**RECORD LIST**:
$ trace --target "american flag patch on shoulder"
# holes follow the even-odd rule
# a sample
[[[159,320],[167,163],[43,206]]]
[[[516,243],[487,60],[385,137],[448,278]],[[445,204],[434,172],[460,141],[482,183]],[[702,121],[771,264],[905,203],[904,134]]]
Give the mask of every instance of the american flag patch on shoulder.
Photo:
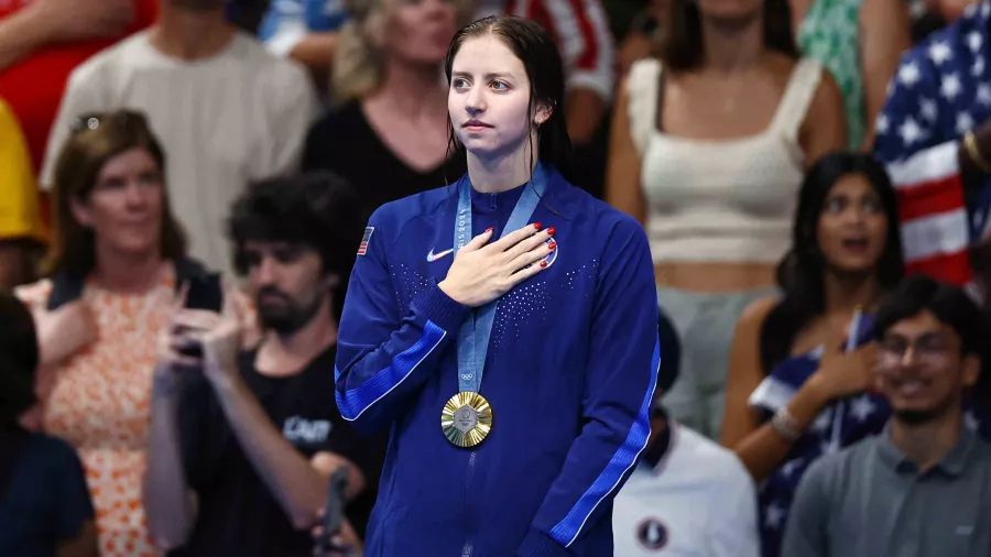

**EXERCISE PROMPT**:
Pull every line of the listing above into your answer verbatim, omitting the picture.

**ANSWER TO THE TASK**:
$ trace --target "american flag patch on shoulder"
# holes follow the even-odd rule
# a sample
[[[159,320],[167,163],[43,206]]]
[[[516,243],[487,60],[385,137],[448,278]],[[445,204],[434,172],[460,141],[482,183]],[[702,121],[771,264],[905,203],[904,134]]]
Give the mask of every instance of the american flag patch on shoulder.
Photo:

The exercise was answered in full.